### Objective
Please copy every one of the records below line for line, with no changes.

### Record set
┏━━

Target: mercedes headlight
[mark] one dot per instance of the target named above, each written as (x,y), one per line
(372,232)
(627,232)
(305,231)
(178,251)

┗━━

### Reply to the task
Target: mercedes headlight
[mark] one dot per instance of the target named above, each written as (x,y), one per line
(372,232)
(627,232)
(305,231)
(178,251)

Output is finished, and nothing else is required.